Document:
◆ ◆ ◆ ◆

In 1927, Slesinger set up shop in New York as a literary agent, and went on to represent, among others, Newbery Medal-winning writers Hendrik Willem van Loon (who won the first Newbery Medal in 1922), Western authors Zane Grey and Rex Beach, Will James and journalist Andy Rooney. Slesinger acquired the rights to popularize illustrations, texts, characters and personalities in other media, a pioneering effort into ancillary rights uses and licensing. Always interested in new media, Slesinger took out patents for experimental television presentations of cartoons and presented Winnie the Pooh as the first Sunday morning TV cartoon in the mid-1940s. (The New York TImes)

◆ ◆ ◆ ◆

Given problem 1:
Copy word for word the part of the passage about Slesinger that opens with the words containing "In 1927, Slesinger" and closes with "New York TImes)".
Given problem 2:
Name every writer the passage about Slesinger says he represented as a literary agent.

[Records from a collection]
◆ ◆ ◆ ◆

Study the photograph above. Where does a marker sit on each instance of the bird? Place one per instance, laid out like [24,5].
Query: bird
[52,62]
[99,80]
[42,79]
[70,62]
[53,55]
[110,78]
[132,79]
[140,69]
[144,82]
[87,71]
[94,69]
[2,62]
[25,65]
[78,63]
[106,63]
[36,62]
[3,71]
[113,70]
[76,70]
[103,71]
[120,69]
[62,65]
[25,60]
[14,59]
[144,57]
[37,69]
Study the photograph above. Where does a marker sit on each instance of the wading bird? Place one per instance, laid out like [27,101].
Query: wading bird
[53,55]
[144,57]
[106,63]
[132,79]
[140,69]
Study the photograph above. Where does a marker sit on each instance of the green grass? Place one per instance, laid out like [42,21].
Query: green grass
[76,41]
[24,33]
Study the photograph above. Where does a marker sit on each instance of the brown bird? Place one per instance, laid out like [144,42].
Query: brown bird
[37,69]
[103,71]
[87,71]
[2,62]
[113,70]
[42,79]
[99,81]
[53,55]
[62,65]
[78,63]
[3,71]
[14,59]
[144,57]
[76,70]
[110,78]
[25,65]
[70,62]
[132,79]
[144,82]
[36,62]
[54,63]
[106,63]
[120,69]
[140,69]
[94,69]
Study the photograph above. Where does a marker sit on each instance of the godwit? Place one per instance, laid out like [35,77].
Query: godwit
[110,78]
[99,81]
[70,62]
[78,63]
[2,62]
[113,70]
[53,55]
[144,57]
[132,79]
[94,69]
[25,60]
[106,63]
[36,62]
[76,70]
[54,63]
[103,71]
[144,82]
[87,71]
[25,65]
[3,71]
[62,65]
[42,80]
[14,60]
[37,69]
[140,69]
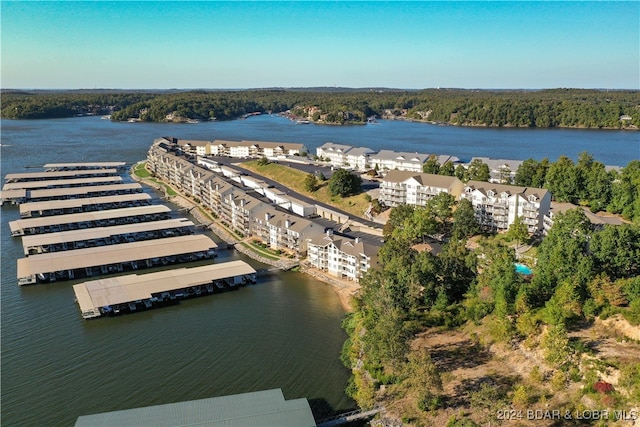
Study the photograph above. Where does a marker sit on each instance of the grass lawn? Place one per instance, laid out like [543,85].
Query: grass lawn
[140,170]
[260,251]
[294,179]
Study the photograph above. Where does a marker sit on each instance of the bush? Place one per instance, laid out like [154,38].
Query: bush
[344,183]
[603,387]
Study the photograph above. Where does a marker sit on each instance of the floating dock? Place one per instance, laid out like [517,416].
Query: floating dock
[62,183]
[103,236]
[86,165]
[133,292]
[56,223]
[65,265]
[77,192]
[43,176]
[85,204]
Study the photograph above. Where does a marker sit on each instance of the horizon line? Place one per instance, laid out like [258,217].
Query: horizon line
[318,87]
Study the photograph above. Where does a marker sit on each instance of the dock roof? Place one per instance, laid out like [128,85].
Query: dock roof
[85,165]
[62,182]
[259,408]
[134,287]
[85,201]
[113,254]
[76,191]
[44,221]
[57,174]
[100,232]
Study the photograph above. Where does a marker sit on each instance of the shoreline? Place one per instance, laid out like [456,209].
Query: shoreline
[344,289]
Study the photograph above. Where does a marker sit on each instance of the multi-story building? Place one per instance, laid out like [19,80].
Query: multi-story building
[336,153]
[283,231]
[233,205]
[411,188]
[498,205]
[341,257]
[501,171]
[597,221]
[238,149]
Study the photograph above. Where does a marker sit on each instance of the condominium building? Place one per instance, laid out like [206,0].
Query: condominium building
[411,188]
[336,153]
[238,149]
[387,160]
[498,205]
[597,221]
[341,257]
[234,206]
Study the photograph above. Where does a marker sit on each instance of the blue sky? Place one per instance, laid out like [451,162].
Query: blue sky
[188,44]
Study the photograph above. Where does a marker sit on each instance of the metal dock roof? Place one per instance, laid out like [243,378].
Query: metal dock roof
[21,224]
[135,287]
[75,191]
[13,194]
[58,174]
[112,254]
[85,201]
[100,232]
[65,183]
[259,408]
[86,165]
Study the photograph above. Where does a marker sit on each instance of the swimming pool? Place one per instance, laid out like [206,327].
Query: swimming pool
[523,269]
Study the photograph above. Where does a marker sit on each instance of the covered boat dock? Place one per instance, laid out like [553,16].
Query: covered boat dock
[87,191]
[63,183]
[114,258]
[43,176]
[55,223]
[85,165]
[266,408]
[134,292]
[85,204]
[103,236]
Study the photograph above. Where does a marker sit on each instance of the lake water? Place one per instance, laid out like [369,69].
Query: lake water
[283,332]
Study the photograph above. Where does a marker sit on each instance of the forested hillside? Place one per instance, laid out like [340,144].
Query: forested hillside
[458,337]
[544,108]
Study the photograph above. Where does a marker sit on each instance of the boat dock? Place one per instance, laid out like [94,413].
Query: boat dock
[84,166]
[56,223]
[62,183]
[130,293]
[104,236]
[80,220]
[70,264]
[86,204]
[43,176]
[88,191]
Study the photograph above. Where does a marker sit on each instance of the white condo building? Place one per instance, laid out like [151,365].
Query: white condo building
[411,188]
[341,257]
[498,205]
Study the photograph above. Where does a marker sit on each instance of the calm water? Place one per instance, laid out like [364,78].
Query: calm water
[283,332]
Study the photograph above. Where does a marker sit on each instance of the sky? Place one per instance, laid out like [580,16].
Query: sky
[259,44]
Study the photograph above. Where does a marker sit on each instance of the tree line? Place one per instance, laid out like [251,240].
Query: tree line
[582,272]
[543,109]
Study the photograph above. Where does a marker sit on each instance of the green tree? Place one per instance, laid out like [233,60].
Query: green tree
[447,169]
[478,171]
[431,165]
[518,231]
[461,173]
[310,183]
[562,180]
[397,217]
[465,223]
[344,183]
[625,198]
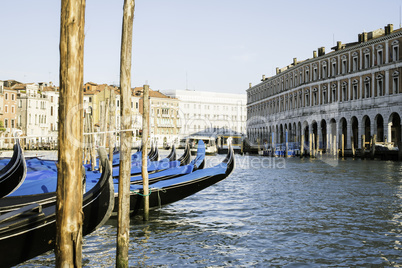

◆ ◆ ◆ ◆

Correct result 1:
In 1927, Slesinger set up shop in New York as a literary agent, and went on to represent, among others, Newbery Medal-winning writers Hendrik Willem van Loon (who won the first Newbery Medal in 1922), Western authors Zane Grey and Rex Beach, Will James and journalist Andy Rooney. Slesinger acquired the rights to popularize illustrations, texts, characters and personalities in other media, a pioneering effort into ancillary rights uses and licensing. Always interested in new media, Slesinger took out patents for experimental television presentations of cartoons and presented Winnie the Pooh as the first Sunday morning TV cartoon in the mid-1940s. (The New York TImes)

Correct result 2:
Hendrik Willem van Loon, Zane Grey, Rex Beach, Will James, Andy Rooney